Copy exactly the run of lines that begins at the line with "[locate] concrete driveway (one dot each)" and ends at the final line of the entries.

(Saved entries)
■ ■ ■ ■

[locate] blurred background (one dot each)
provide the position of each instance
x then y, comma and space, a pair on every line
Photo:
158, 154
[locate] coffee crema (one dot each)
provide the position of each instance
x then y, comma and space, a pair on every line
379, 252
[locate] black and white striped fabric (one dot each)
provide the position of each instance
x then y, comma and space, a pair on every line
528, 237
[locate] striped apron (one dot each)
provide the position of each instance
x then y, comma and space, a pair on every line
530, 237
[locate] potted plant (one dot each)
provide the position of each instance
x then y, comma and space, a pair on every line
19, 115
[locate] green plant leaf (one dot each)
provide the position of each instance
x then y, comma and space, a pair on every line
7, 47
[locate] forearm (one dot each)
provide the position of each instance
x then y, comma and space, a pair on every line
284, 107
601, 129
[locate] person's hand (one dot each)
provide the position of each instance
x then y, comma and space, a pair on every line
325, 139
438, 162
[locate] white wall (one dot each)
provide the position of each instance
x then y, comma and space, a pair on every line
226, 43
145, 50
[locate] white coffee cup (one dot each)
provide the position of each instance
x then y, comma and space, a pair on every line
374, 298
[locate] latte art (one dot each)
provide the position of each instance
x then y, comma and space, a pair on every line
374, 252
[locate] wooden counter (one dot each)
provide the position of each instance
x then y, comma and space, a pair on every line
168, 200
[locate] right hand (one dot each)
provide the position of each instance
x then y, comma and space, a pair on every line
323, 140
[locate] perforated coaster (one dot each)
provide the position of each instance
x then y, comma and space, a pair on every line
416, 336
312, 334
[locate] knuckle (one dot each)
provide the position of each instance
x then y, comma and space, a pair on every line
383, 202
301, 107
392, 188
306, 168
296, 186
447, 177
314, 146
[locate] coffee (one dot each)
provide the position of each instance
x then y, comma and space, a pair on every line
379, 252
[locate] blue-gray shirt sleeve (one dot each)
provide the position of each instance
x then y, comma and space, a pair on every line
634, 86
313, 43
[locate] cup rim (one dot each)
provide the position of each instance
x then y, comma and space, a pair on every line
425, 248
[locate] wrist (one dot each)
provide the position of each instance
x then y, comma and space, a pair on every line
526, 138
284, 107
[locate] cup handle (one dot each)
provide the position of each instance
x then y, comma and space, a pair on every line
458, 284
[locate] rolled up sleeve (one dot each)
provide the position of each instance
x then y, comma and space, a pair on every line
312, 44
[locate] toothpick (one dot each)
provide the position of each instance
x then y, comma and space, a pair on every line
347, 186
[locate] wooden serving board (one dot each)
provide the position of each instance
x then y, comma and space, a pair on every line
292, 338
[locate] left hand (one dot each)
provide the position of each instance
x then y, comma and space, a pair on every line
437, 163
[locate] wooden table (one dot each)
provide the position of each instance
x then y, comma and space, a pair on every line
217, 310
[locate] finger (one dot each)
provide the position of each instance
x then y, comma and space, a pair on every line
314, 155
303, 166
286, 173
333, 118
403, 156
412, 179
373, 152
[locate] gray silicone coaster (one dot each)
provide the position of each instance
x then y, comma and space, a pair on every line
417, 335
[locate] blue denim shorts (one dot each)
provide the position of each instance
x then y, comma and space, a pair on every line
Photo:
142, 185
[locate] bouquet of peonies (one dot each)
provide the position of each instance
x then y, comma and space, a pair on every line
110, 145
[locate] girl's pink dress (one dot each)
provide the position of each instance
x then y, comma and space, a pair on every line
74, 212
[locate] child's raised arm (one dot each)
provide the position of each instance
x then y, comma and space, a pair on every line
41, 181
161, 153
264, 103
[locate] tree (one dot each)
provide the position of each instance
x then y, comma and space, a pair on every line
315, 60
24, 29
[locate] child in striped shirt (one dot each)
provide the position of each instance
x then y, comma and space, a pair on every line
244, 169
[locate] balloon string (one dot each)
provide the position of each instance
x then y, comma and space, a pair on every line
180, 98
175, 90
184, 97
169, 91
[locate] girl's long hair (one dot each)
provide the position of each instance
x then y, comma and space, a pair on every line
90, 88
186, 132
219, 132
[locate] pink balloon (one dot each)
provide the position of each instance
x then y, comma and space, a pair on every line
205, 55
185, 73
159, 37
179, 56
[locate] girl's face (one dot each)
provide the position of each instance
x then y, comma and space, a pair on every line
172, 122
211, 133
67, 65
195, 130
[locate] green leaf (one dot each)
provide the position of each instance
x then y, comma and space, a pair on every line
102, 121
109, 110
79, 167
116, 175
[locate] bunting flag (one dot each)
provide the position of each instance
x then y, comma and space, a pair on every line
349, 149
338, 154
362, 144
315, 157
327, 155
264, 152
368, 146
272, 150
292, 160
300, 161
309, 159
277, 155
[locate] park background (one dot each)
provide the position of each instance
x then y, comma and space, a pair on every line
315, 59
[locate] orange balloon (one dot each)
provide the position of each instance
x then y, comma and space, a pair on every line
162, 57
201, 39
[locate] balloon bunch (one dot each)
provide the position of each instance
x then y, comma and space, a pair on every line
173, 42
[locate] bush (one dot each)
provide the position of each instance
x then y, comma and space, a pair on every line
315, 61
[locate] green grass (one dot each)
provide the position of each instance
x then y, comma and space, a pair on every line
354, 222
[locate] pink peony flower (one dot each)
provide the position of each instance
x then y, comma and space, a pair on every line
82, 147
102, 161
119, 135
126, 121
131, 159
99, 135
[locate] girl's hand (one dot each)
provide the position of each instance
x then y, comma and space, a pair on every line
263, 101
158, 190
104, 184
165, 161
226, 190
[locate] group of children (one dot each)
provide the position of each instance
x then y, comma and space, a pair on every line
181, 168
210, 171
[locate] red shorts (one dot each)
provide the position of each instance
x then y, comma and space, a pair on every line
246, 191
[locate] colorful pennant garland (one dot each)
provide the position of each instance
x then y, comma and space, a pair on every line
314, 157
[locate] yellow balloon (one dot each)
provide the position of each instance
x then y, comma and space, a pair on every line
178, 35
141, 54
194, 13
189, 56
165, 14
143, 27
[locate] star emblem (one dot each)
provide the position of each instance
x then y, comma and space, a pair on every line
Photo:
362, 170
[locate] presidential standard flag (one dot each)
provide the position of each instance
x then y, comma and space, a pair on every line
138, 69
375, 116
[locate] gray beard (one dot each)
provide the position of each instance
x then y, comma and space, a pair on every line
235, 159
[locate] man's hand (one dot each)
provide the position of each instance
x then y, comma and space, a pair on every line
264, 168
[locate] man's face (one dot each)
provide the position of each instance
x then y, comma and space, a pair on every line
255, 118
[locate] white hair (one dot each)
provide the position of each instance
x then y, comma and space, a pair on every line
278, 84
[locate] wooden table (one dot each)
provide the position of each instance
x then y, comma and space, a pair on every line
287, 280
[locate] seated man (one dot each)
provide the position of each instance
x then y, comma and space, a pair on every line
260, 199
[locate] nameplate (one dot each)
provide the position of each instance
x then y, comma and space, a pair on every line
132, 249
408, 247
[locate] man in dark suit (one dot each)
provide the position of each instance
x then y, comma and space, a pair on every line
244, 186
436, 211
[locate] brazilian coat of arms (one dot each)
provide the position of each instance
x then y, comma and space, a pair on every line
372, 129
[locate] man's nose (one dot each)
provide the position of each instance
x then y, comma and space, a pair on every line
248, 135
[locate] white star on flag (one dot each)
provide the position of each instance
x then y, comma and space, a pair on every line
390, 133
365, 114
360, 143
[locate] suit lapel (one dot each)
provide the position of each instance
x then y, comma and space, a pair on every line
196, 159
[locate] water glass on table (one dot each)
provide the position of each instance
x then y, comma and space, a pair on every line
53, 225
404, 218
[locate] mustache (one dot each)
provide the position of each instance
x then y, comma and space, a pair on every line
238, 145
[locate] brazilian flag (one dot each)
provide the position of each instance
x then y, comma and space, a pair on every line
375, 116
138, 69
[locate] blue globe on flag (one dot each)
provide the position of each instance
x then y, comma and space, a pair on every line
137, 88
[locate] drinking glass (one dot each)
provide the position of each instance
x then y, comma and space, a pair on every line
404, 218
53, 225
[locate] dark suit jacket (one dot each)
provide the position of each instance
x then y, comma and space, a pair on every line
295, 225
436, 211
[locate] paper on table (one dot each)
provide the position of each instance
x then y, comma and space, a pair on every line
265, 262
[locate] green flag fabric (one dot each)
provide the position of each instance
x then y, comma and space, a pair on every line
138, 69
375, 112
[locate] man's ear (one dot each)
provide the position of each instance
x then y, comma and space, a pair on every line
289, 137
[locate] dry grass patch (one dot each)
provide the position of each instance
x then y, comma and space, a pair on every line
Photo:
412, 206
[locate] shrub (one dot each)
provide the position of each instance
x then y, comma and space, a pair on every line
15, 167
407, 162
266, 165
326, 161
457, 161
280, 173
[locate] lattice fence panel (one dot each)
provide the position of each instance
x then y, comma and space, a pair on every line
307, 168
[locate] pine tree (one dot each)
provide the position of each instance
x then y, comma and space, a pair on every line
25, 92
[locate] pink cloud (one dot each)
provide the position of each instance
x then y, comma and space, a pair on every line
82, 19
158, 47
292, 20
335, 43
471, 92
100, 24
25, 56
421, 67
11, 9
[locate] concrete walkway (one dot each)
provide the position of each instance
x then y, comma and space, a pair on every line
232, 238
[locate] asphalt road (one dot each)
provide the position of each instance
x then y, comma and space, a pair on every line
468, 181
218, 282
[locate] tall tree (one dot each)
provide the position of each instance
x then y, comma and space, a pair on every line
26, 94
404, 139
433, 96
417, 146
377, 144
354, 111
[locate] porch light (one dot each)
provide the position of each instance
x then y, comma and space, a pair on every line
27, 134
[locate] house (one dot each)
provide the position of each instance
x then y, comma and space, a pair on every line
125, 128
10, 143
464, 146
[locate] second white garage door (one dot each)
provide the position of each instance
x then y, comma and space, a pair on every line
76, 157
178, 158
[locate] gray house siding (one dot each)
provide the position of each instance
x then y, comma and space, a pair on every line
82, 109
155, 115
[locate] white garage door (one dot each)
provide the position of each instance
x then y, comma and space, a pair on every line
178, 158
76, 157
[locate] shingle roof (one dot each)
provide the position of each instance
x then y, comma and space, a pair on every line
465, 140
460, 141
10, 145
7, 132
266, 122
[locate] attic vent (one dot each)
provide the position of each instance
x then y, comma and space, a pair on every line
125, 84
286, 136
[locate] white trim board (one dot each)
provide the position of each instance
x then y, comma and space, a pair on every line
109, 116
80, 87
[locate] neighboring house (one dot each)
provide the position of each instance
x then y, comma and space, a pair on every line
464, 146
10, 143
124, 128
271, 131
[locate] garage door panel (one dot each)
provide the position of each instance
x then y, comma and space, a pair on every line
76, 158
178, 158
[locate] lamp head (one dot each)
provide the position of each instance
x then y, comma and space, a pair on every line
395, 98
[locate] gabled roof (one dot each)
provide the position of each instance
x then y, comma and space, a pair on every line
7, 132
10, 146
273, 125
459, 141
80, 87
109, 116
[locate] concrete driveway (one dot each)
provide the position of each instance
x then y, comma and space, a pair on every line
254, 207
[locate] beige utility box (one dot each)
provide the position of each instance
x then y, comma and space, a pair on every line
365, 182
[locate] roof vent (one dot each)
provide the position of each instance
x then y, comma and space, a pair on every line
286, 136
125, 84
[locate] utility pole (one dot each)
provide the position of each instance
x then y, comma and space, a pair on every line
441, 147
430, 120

■ ■ ■ ■

Output for this task:
[locate] concrete driveway (one dot each)
provide the position of each instance
x then y, comma and space, a pair on every line
254, 207
[locate] beige utility box (one dot each)
provide the position of each instance
x then y, comma and space, a pair on every line
365, 182
[locate] roof vent (one dot each)
provide the position of each instance
x then y, comma and space, a pair on every line
286, 136
125, 84
[locate] utility pole (one dot each)
provide the position of each instance
x then y, comma and space, a pair on every line
441, 147
430, 120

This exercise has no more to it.